• [What needs to be done]
Look through the material below and give the number of lines where the string "closing" appears, without any other words.

• [Entries supplied]
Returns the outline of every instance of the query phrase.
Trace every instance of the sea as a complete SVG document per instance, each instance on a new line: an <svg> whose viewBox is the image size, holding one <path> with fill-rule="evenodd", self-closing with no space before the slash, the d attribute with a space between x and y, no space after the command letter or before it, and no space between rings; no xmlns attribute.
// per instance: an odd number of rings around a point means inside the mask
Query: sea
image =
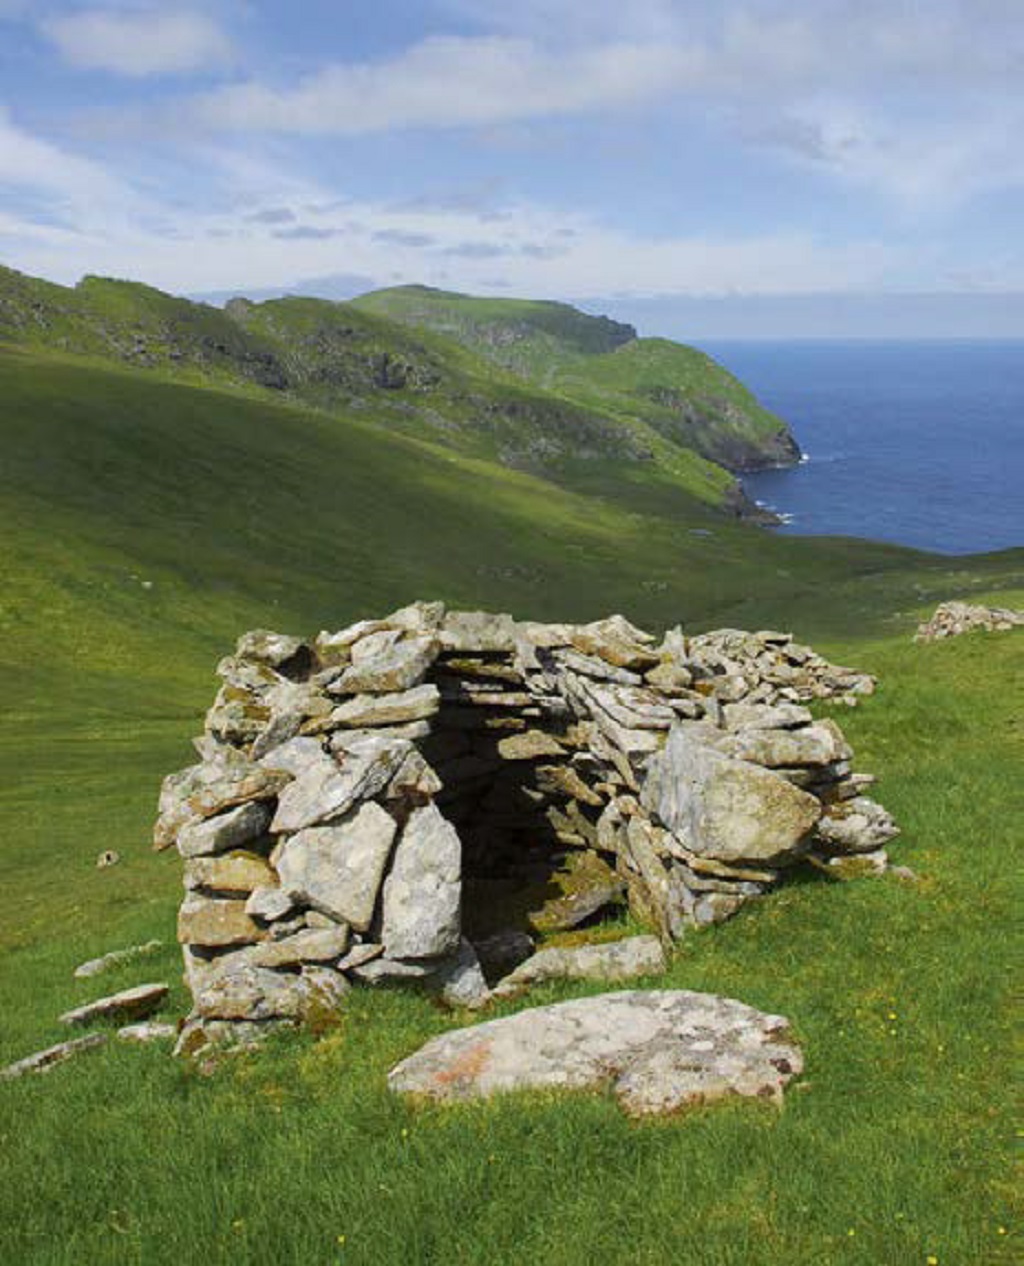
<svg viewBox="0 0 1024 1266"><path fill-rule="evenodd" d="M747 475L779 531L1024 546L1024 341L708 342L804 452Z"/></svg>

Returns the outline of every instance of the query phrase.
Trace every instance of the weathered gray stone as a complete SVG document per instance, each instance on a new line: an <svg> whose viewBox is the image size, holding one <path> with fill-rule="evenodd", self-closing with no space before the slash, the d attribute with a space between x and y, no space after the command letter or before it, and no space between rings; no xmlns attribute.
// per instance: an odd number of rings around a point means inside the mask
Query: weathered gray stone
<svg viewBox="0 0 1024 1266"><path fill-rule="evenodd" d="M743 892L704 892L693 903L691 914L697 927L709 927L724 923L750 900L751 894Z"/></svg>
<svg viewBox="0 0 1024 1266"><path fill-rule="evenodd" d="M830 765L851 754L838 726L825 721L799 730L741 730L723 737L718 750L768 768Z"/></svg>
<svg viewBox="0 0 1024 1266"><path fill-rule="evenodd" d="M182 857L198 858L240 848L265 834L271 816L267 805L250 801L215 817L195 821L181 829L178 852Z"/></svg>
<svg viewBox="0 0 1024 1266"><path fill-rule="evenodd" d="M201 1072L212 1073L219 1055L254 1050L272 1034L294 1028L294 1020L204 1020L192 1015L178 1034L174 1056L190 1059Z"/></svg>
<svg viewBox="0 0 1024 1266"><path fill-rule="evenodd" d="M644 680L656 690L674 694L676 691L689 690L693 685L693 673L682 664L665 660L644 674Z"/></svg>
<svg viewBox="0 0 1024 1266"><path fill-rule="evenodd" d="M444 621L443 602L410 602L385 616L389 628L405 629L409 633L435 633Z"/></svg>
<svg viewBox="0 0 1024 1266"><path fill-rule="evenodd" d="M380 805L361 805L329 826L309 827L274 855L281 886L359 932L370 926L397 827Z"/></svg>
<svg viewBox="0 0 1024 1266"><path fill-rule="evenodd" d="M362 967L375 958L380 958L383 953L384 946L376 942L367 941L362 945L353 945L338 963L338 971L353 971L356 967Z"/></svg>
<svg viewBox="0 0 1024 1266"><path fill-rule="evenodd" d="M725 707L725 724L730 730L793 730L813 720L807 708L794 703L730 703Z"/></svg>
<svg viewBox="0 0 1024 1266"><path fill-rule="evenodd" d="M379 635L374 635L379 636ZM358 649L357 647L354 648ZM395 694L418 686L437 658L439 645L433 636L406 637L393 646L355 661L342 674L332 694Z"/></svg>
<svg viewBox="0 0 1024 1266"><path fill-rule="evenodd" d="M634 1116L739 1095L781 1100L802 1071L788 1022L731 998L625 991L536 1007L433 1038L391 1090L442 1102L611 1083Z"/></svg>
<svg viewBox="0 0 1024 1266"><path fill-rule="evenodd" d="M584 655L571 648L558 651L553 658L561 668L568 669L578 677L593 677L597 681L614 681L623 686L639 686L643 681L639 673L630 672L628 668L616 668L603 659L598 659L594 655Z"/></svg>
<svg viewBox="0 0 1024 1266"><path fill-rule="evenodd" d="M570 636L578 651L584 655L596 655L617 668L643 672L653 668L661 659L651 649L654 639L650 634L630 624L621 615L595 620L593 624L577 625Z"/></svg>
<svg viewBox="0 0 1024 1266"><path fill-rule="evenodd" d="M151 1042L173 1042L178 1036L177 1025L159 1024L148 1020L142 1024L126 1024L117 1030L122 1042L133 1042L140 1046L148 1046Z"/></svg>
<svg viewBox="0 0 1024 1266"><path fill-rule="evenodd" d="M414 809L384 882L389 958L439 958L459 943L462 845L433 804Z"/></svg>
<svg viewBox="0 0 1024 1266"><path fill-rule="evenodd" d="M516 626L510 615L489 611L449 611L441 625L446 651L512 651Z"/></svg>
<svg viewBox="0 0 1024 1266"><path fill-rule="evenodd" d="M412 751L384 789L385 800L407 800L425 804L441 790L441 779L418 751Z"/></svg>
<svg viewBox="0 0 1024 1266"><path fill-rule="evenodd" d="M266 752L257 762L263 769L284 770L293 778L326 756L319 739L300 734Z"/></svg>
<svg viewBox="0 0 1024 1266"><path fill-rule="evenodd" d="M190 892L178 910L178 940L185 945L248 945L266 935L246 914L244 901L219 901Z"/></svg>
<svg viewBox="0 0 1024 1266"><path fill-rule="evenodd" d="M218 742L245 746L270 720L270 708L237 686L222 686L207 712L203 728Z"/></svg>
<svg viewBox="0 0 1024 1266"><path fill-rule="evenodd" d="M349 930L339 924L333 928L307 928L280 941L266 941L253 946L248 959L253 967L298 967L302 963L337 962L348 948Z"/></svg>
<svg viewBox="0 0 1024 1266"><path fill-rule="evenodd" d="M317 634L313 649L321 664L328 666L347 664L352 658L352 647L356 642L368 637L371 633L379 633L386 627L387 622L384 620L360 620L336 633L328 633L324 630Z"/></svg>
<svg viewBox="0 0 1024 1266"><path fill-rule="evenodd" d="M248 896L275 879L267 861L256 853L220 853L216 857L191 857L185 862L186 888Z"/></svg>
<svg viewBox="0 0 1024 1266"><path fill-rule="evenodd" d="M306 643L300 637L270 633L266 629L252 629L238 639L235 655L239 659L251 659L259 664L280 668L288 660L294 659L303 647L306 647Z"/></svg>
<svg viewBox="0 0 1024 1266"><path fill-rule="evenodd" d="M276 923L278 919L286 919L295 909L295 898L286 889L278 886L254 888L245 903L245 913L253 919L264 923Z"/></svg>
<svg viewBox="0 0 1024 1266"><path fill-rule="evenodd" d="M331 724L359 729L363 726L401 725L432 717L441 706L436 686L415 686L392 695L357 695L331 713Z"/></svg>
<svg viewBox="0 0 1024 1266"><path fill-rule="evenodd" d="M287 680L274 671L269 664L259 663L252 659L239 659L237 655L226 655L217 665L217 676L227 686L247 694L262 696L273 686Z"/></svg>
<svg viewBox="0 0 1024 1266"><path fill-rule="evenodd" d="M403 637L404 633L401 629L383 628L375 633L368 633L358 642L353 642L352 663L358 666L379 659L380 656L396 647Z"/></svg>
<svg viewBox="0 0 1024 1266"><path fill-rule="evenodd" d="M491 1000L484 973L476 950L465 937L459 943L458 953L443 963L430 978L430 988L449 1007L466 1007L476 1010Z"/></svg>
<svg viewBox="0 0 1024 1266"><path fill-rule="evenodd" d="M88 962L79 963L74 970L77 980L89 976L99 976L111 967L122 967L125 963L135 962L139 958L147 958L164 947L163 941L146 941L144 945L129 945L126 949L110 950L99 958L90 958Z"/></svg>
<svg viewBox="0 0 1024 1266"><path fill-rule="evenodd" d="M889 870L889 855L884 848L873 853L841 853L830 857L825 853L810 853L807 860L833 879L874 879Z"/></svg>
<svg viewBox="0 0 1024 1266"><path fill-rule="evenodd" d="M873 853L899 835L891 815L867 796L832 805L818 823L815 843L830 853Z"/></svg>
<svg viewBox="0 0 1024 1266"><path fill-rule="evenodd" d="M214 767L211 782L198 788L188 798L189 807L202 818L223 814L247 801L271 800L291 781L291 775L278 769L261 769L258 765L230 765L221 773ZM244 844L235 840L234 844Z"/></svg>
<svg viewBox="0 0 1024 1266"><path fill-rule="evenodd" d="M436 959L421 962L413 959L405 962L401 959L377 957L362 963L355 963L346 968L360 984L363 985L395 985L423 984L433 976L438 968Z"/></svg>
<svg viewBox="0 0 1024 1266"><path fill-rule="evenodd" d="M82 1025L93 1024L97 1020L144 1020L159 1010L168 992L165 984L136 985L65 1011L60 1022Z"/></svg>
<svg viewBox="0 0 1024 1266"><path fill-rule="evenodd" d="M339 818L358 800L382 791L412 750L406 739L353 737L337 760L321 754L282 791L270 829L301 831Z"/></svg>
<svg viewBox="0 0 1024 1266"><path fill-rule="evenodd" d="M307 1020L336 1011L349 984L338 971L304 967L298 975L245 966L199 990L196 1014L206 1020Z"/></svg>
<svg viewBox="0 0 1024 1266"><path fill-rule="evenodd" d="M681 725L648 765L641 801L690 852L724 862L791 861L821 817L814 796L713 751Z"/></svg>
<svg viewBox="0 0 1024 1266"><path fill-rule="evenodd" d="M667 966L656 936L630 936L600 945L552 946L520 963L494 989L496 998L544 980L630 980L655 976Z"/></svg>
<svg viewBox="0 0 1024 1266"><path fill-rule="evenodd" d="M24 1059L8 1064L6 1068L0 1068L0 1081L14 1081L18 1077L24 1077L26 1073L49 1072L56 1064L63 1064L65 1060L72 1059L83 1051L95 1050L106 1040L106 1033L88 1033L85 1037L72 1038L70 1042L58 1042L56 1046L48 1046L44 1051L36 1051L33 1055L26 1055Z"/></svg>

• [Your response]
2